> **EXERCISE TEXT**:
---

The board recruited the physicist William Thomson (later Lord Kelvin), who had publicly disputed some of Whitehouse's claims. The two had a tense relationship before Whitehouse was dismissed when the first cable failed in 1858. Later that year, another attempt was made to connect North America and Europe. This attempt was completed on August 5, 1858 and was celebrated by an exchange of messages between Queen Victoria of England and President Buchanan of the United States using the new cable line.

When a second cable, under Thomson's supervision, was proposed, the Admiralty lent the hulks of HMS Amethyst and HMS Iris to the company in 1864, both ships were then extensively modified in 1865 for ferrying the Atlantic cable from the works at Enderby's wharf, in East Greenwich, London, to Great Eastern at her Sheerness mooring. A new subsidiary company, the Telegraph Construction and Maintenance Company, under the chairmanship of John Pender was formed to execute the new venture.

The cable was coiled down into great cylindrical tanks at the wharf before being fed into Great Eastern. Amethyst and Iris transferred the 2,500 miles (4,022 km) of cable to Great Eastern, beginning in February 1865, an operation that took over three months.

On the failure of the expedition to lay the second cable in 1865, a third company was formed to raise the capital for a further attempt, the Anglo-American Telegraph Company. Both the hulks and Great Eastern were put to use again in 1866 and again in 1869.

The next expedition in 1866 was a success, also succeeding in recovering the lost second cable. The service generated revenues of £1,000 in its first day of operation.
The approximate price to send a telegram was: one word, one mile (1.6 km) = $0.0003809.

---

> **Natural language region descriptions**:
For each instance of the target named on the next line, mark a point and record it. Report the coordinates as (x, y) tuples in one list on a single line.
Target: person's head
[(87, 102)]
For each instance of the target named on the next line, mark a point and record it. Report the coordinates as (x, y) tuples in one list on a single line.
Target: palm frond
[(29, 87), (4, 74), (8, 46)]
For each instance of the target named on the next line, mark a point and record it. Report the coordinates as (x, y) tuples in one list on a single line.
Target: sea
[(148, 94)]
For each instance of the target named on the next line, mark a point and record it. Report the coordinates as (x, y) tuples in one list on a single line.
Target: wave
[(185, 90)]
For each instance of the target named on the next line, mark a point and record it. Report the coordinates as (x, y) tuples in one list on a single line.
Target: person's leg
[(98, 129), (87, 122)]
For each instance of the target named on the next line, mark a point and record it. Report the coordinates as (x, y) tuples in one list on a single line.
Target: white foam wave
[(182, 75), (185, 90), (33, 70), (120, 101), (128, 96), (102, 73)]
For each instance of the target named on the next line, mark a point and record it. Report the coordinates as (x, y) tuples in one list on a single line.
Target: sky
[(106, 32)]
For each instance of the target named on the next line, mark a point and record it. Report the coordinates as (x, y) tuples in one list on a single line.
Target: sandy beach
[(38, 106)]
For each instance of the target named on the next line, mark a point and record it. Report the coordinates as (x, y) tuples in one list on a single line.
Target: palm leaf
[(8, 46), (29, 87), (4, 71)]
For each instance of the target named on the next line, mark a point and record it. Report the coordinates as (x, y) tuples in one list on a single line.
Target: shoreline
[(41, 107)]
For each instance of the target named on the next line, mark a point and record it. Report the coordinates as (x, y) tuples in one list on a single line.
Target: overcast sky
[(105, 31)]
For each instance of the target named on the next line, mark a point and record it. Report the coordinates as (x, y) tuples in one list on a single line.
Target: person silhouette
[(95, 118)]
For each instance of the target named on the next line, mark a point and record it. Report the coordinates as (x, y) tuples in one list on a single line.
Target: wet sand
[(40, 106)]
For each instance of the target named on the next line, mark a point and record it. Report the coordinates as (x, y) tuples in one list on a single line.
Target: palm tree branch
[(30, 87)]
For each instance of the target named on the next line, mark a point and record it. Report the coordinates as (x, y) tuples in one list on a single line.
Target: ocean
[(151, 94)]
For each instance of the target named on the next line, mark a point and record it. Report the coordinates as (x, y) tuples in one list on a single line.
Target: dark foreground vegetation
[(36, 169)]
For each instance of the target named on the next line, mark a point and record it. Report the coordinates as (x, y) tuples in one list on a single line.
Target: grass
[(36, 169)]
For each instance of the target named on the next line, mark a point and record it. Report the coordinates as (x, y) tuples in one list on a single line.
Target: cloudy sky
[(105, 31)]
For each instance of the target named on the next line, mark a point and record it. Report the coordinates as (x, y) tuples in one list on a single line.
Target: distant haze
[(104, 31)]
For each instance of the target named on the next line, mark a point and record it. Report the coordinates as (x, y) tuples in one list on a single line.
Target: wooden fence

---

> **TASKS**:
**a)** Answer these questions from the Atlantic cable passage:
(i) On what date was the 1858 attempt to connect North America and Europe completed?
(ii) Which two hulks did the Admiralty lend to the company in 1864?
(iii) How much revenue did the service generate on its first day of operation?
**b)** Please rewrite the paragraph of the Atlantic cable passage that begins "When a second cable, under Thomson's supervision" as a short bulleted list that keeps its main facts.
**c)** Carry on the Atlantic cable passage, starting after its final sentence.

> **RESULTS**:
**a)**
(i) August 5, 1858
(ii) HMS Amethyst and HMS Iris
(iii) £1,000

**b)**
- A second cable was proposed under Thomson's supervision.
- In 1864 the Admiralty lent the company the hulks of HMS Amethyst and HMS Iris.
- In 1865 both ships were extensively modified to ferry the Atlantic cable from the works at Enderby's wharf, East Greenwich, London, to Great Eastern at her Sheerness mooring.
- A new subsidiary, the Telegraph Construction and Maintenance Company, was formed under John Pender's chairmanship to carry out the venture.

**c)**
The Atlantic Telegraph Company operated the only two trans-Atlantic cables without competition until 1869, when a French cable was laid. Shortly after this company was established, an agreement was made to coordinate pricing of telegraph services and share revenues, effectively combining the French and Anglo-American interests into one combine. A second French company, compagnie française du télégraphe de Paris à New-York, was established in 1879.

==Anglo-American Telegraph Company==

House flag of Anglo-American Telegraph Company.

The Anglo-American Telegraph Company was founded after the failed attempt of laying a second cable by the Atlantic Telegraph Company in 1865. The new telegraph company took over the assets of the New York, Newfoundland, and London Telegraph Company and later merged with The French Transatlantic Cable Company in 1869. The new company set out to recover the lost cable using the CS Albany and CS Medway, working together with The Atlantic Telegraph Company until the two merged in 1873. They then went on to lay two more cables in 1873 and 1874 from Hearts Content, Newfoundland to Valentia Island by CS Robert Lowe in 1873 and CS Minia in 1874.

==Archive==
Secretariat records (two volumes) of the Anglo-American Telegraph Company, 1866-1869, are held by BT Archives.